__Do this__:
Substitute "wildlife survey" for "camera-trap tally" throughout the listing below and reproduce it with no other changes, leaving out the pictures.

************

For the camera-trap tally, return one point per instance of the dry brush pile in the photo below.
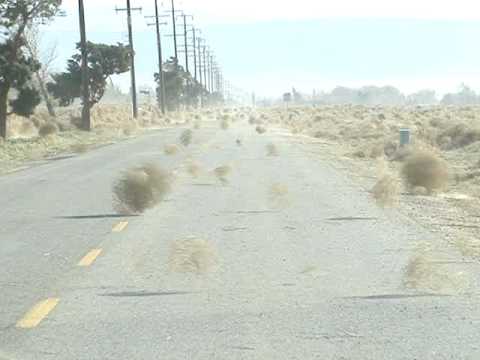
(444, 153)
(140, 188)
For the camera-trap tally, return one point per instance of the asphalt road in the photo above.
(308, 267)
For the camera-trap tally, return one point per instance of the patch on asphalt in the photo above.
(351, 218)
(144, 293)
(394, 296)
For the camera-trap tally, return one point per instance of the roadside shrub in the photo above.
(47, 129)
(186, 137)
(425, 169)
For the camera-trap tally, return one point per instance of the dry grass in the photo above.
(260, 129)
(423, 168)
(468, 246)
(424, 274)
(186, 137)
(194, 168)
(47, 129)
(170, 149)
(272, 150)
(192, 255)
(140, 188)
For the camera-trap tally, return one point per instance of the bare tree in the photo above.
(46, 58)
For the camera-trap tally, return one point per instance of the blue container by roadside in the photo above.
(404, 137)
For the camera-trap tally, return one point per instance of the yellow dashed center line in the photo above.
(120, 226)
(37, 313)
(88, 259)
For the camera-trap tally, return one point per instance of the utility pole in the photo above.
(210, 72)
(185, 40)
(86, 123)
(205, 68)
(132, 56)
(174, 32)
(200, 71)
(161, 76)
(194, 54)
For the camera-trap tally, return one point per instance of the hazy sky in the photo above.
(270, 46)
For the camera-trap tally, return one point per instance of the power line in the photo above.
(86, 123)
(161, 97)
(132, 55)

************

__Correct answer__:
For the wildlife survey, return one point per instance of the dry brush pile in the photo below.
(444, 153)
(140, 188)
For the wildlife survey, return one point per instance of the asphalt road in the photo above.
(308, 267)
For the wildlife survey, return one point per instance of the patch on asphalt in the photo above.
(351, 218)
(144, 293)
(394, 296)
For the wildlife survey, return one point per instance of the roadside shrub in the photo above.
(47, 129)
(186, 137)
(425, 169)
For the wildlife survey, return one point per instance of the dry grass in the photo above.
(260, 129)
(423, 168)
(468, 246)
(424, 274)
(186, 137)
(194, 168)
(47, 129)
(170, 149)
(272, 150)
(192, 255)
(140, 188)
For the wildlife survey, return one point per instance of the bare tree in the photo above.
(46, 58)
For the wildlife survey, return one point per instance of the blue container by roadside in the photo above.
(404, 137)
For the wildlife survey, return one point per instance of the yellow dashed center line in the photo above.
(120, 226)
(37, 313)
(88, 259)
For the wildlife survey, return one point per instance of the utility pole in the photo above.
(210, 72)
(185, 40)
(86, 123)
(205, 68)
(132, 56)
(174, 32)
(200, 71)
(161, 76)
(194, 54)
For the wildlife survey, return one point per instance of the hazy sky in the photo above.
(270, 46)
For the wildlife survey, return one point per instance of the power line in the photo above.
(86, 123)
(161, 97)
(132, 55)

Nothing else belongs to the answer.